What to work on. Give back exactly the lines from the one containing "Reviewer note: see that each instance of the long" through the end of the records, including both, and no others.

Records to process.
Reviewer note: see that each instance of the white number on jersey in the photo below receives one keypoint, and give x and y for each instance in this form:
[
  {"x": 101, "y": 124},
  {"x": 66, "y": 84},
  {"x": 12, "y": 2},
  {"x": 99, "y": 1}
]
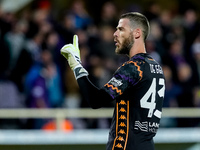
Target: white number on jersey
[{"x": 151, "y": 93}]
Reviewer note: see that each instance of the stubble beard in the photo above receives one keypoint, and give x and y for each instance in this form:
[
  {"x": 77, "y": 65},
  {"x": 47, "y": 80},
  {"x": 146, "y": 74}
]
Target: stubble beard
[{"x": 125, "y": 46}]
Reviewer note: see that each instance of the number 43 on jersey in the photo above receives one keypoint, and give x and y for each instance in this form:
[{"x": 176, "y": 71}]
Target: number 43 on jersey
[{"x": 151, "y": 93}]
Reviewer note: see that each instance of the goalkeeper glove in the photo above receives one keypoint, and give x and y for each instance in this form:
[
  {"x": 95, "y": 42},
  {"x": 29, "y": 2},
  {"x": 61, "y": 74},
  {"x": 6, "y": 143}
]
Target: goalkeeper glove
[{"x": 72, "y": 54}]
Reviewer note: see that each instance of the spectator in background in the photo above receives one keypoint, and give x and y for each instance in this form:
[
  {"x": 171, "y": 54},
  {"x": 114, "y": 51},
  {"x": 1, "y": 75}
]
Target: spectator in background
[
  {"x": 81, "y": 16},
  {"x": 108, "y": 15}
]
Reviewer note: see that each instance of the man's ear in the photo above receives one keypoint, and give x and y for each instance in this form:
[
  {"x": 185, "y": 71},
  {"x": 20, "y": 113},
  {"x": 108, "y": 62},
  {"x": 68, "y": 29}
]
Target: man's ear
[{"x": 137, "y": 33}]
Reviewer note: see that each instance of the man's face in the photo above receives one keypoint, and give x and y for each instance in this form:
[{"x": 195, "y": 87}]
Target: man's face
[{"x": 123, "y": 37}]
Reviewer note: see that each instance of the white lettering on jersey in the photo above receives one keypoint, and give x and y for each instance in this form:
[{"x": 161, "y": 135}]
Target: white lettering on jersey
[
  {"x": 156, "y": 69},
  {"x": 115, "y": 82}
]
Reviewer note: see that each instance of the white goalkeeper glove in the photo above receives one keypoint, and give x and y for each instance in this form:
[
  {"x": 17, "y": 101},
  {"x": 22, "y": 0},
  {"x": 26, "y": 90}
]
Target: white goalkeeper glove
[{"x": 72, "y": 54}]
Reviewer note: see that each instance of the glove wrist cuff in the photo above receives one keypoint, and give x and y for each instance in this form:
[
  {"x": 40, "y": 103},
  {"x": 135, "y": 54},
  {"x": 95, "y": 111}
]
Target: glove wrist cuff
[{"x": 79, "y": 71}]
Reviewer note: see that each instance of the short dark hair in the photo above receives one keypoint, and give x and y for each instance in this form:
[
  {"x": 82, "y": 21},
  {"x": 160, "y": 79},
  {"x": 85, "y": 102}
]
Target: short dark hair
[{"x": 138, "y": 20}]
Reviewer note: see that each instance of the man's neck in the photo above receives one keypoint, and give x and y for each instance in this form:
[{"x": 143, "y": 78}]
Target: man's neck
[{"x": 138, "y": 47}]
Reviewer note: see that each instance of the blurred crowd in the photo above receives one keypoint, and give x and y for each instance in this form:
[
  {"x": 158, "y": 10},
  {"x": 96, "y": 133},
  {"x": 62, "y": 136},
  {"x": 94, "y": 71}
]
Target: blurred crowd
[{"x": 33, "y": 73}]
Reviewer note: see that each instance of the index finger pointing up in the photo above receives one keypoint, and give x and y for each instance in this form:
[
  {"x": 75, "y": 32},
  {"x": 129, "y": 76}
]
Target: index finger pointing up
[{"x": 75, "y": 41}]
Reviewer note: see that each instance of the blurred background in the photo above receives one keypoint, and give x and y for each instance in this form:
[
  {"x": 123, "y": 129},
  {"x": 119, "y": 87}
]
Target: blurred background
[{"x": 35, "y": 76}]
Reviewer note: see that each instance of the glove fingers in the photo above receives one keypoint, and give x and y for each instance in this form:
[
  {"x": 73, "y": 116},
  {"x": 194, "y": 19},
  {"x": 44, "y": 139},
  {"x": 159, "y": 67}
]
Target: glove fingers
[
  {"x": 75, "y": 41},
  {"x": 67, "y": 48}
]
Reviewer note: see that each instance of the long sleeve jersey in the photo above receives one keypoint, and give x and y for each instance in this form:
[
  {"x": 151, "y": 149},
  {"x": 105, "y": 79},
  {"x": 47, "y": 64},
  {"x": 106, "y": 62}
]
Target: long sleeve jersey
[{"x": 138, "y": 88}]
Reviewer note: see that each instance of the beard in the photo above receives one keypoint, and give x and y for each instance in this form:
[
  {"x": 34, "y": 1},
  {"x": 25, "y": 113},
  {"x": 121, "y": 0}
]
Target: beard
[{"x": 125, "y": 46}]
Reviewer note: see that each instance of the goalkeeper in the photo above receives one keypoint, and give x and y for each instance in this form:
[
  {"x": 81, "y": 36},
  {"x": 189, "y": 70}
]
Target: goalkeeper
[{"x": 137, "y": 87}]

Exercise answer.
Reviewer note: see that each instance of the long sleeve jersey in the photo above receives one keypoint, and give x and y for each instance in this form:
[
  {"x": 151, "y": 149},
  {"x": 105, "y": 79},
  {"x": 47, "y": 64},
  {"x": 106, "y": 62}
]
Target: long sleeve jersey
[{"x": 138, "y": 88}]
Reviewer note: see that each instance of the beard in the photo above receives one keypoint, and give x and y for each instance in this form:
[
  {"x": 34, "y": 1},
  {"x": 25, "y": 113},
  {"x": 121, "y": 0}
]
Target: beard
[{"x": 125, "y": 46}]
Reviewer note: see that each instance of the goalkeeper in the photo above receives one keypoint, and give x and y for each instance in this form:
[
  {"x": 81, "y": 36},
  {"x": 189, "y": 70}
]
Target: goalkeeper
[{"x": 137, "y": 87}]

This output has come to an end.